--- Task ---
Take each line of the entries below that contains "dense" and copy it.
┌─ Given data
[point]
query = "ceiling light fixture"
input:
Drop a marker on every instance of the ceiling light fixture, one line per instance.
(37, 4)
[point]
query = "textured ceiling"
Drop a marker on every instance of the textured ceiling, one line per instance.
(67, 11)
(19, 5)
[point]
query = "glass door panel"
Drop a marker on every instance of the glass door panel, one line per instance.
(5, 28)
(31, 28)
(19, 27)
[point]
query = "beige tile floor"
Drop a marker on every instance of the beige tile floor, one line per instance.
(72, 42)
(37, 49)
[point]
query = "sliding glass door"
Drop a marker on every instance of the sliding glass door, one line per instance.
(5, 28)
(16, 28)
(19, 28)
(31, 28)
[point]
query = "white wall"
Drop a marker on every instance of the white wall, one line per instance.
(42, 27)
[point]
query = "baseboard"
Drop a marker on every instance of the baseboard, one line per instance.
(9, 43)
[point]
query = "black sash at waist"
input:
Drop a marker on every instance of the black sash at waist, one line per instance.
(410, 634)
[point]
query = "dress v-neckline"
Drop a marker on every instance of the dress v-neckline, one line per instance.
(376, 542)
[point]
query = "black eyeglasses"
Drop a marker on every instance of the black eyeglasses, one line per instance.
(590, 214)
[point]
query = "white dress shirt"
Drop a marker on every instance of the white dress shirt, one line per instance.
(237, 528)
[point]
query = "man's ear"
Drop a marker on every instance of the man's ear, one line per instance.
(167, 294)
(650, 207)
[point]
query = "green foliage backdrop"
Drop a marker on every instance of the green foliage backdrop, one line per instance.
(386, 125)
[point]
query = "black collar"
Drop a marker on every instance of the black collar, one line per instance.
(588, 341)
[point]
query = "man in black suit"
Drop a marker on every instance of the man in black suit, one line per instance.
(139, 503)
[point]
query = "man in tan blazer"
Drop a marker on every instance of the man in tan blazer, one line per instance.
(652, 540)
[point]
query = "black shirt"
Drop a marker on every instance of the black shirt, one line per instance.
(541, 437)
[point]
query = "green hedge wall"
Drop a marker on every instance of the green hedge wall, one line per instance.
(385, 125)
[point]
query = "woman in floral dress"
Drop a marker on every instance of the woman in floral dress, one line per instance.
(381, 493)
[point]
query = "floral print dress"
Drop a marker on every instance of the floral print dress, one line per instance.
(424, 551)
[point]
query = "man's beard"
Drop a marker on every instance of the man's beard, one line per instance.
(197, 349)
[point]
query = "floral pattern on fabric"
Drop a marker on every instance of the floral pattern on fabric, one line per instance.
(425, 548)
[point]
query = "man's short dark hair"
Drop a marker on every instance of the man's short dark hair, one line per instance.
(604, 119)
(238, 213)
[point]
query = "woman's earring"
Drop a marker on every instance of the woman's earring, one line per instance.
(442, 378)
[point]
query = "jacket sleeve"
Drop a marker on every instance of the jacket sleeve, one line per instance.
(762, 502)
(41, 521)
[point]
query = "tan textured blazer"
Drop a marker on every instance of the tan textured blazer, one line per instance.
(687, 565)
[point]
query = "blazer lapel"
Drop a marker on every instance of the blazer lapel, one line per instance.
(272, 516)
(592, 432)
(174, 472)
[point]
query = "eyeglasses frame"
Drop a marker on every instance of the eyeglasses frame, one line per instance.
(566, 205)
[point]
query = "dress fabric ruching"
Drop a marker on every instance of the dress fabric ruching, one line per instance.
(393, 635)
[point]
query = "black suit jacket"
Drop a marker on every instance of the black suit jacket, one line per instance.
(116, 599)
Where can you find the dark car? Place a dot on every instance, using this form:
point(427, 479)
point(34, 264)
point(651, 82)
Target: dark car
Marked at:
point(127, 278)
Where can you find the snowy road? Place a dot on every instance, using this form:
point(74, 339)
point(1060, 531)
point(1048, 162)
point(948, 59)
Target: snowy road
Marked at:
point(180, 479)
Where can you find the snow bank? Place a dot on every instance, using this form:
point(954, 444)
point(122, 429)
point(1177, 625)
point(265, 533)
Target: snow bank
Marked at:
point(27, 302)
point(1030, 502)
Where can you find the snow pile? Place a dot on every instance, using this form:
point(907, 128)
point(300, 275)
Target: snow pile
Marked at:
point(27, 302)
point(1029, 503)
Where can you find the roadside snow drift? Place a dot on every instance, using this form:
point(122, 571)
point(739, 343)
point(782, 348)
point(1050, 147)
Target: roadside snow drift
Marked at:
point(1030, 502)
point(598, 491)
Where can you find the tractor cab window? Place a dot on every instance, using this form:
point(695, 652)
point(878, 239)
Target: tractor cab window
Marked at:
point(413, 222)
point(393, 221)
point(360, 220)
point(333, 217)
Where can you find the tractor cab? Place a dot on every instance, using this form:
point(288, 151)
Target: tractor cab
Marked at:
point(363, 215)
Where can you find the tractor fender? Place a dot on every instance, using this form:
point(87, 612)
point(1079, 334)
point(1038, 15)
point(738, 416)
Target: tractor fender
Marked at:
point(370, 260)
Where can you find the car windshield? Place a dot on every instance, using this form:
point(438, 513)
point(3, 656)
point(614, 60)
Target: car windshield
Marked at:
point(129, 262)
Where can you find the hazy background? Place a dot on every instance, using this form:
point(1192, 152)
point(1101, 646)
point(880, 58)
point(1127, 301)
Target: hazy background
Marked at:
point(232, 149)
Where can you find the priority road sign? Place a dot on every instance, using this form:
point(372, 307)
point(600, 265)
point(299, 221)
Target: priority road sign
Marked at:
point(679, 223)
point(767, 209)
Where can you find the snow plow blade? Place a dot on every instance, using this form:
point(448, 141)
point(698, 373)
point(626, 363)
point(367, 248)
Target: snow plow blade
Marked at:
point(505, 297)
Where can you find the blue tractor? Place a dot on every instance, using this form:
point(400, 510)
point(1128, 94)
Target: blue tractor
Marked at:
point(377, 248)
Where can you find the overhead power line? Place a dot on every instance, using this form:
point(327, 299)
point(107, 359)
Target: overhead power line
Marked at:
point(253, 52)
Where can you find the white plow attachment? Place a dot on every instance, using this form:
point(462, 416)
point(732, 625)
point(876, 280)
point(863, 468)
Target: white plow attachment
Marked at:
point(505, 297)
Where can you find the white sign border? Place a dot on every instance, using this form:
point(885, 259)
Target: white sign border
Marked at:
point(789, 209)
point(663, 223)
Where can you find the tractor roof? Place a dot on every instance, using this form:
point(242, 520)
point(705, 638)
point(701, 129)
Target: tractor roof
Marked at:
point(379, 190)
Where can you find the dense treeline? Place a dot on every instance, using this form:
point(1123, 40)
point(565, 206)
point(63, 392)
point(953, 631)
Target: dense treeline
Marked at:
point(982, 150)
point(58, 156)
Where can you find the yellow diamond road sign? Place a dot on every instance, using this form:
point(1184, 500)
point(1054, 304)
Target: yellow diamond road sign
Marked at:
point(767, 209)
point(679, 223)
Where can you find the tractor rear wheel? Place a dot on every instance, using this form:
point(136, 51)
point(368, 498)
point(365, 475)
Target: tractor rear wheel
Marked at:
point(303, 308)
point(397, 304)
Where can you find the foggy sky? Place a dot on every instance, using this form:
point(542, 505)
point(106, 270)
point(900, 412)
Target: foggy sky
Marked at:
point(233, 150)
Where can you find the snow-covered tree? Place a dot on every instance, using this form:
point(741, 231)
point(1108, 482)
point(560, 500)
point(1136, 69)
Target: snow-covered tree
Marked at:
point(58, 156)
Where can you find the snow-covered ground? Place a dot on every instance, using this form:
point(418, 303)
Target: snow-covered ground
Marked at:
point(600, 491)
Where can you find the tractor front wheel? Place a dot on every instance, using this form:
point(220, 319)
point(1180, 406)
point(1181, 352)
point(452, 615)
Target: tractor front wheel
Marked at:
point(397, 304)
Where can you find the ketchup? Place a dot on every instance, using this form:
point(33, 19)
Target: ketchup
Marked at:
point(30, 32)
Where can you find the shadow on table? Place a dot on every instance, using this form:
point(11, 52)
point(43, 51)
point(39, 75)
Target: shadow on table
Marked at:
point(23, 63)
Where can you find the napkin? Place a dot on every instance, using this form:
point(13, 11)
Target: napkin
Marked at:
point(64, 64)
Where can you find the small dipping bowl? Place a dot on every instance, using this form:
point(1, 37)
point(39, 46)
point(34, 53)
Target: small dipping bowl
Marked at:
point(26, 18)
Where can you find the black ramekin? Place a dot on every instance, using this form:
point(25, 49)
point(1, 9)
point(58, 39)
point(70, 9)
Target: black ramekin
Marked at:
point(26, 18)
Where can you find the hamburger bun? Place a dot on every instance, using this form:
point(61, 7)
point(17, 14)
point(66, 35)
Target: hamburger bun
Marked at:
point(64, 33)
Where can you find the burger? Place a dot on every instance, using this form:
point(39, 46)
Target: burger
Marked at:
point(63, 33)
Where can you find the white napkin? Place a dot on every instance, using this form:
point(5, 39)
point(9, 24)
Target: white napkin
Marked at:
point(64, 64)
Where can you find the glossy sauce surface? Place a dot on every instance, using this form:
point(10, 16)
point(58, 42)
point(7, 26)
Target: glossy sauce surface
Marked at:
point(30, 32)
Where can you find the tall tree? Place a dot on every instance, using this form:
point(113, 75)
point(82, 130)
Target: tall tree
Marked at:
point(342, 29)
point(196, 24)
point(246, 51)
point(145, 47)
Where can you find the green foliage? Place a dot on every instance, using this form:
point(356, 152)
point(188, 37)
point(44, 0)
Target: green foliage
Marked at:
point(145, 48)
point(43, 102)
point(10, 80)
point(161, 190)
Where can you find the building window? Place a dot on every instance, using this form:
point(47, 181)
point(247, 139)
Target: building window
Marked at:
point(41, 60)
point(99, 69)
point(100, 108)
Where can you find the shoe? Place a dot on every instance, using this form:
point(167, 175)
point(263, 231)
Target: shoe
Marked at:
└─
--- Solved problem ---
Where can you find the dense treeline? Place a dot on every instance, using this form:
Target: dense treeline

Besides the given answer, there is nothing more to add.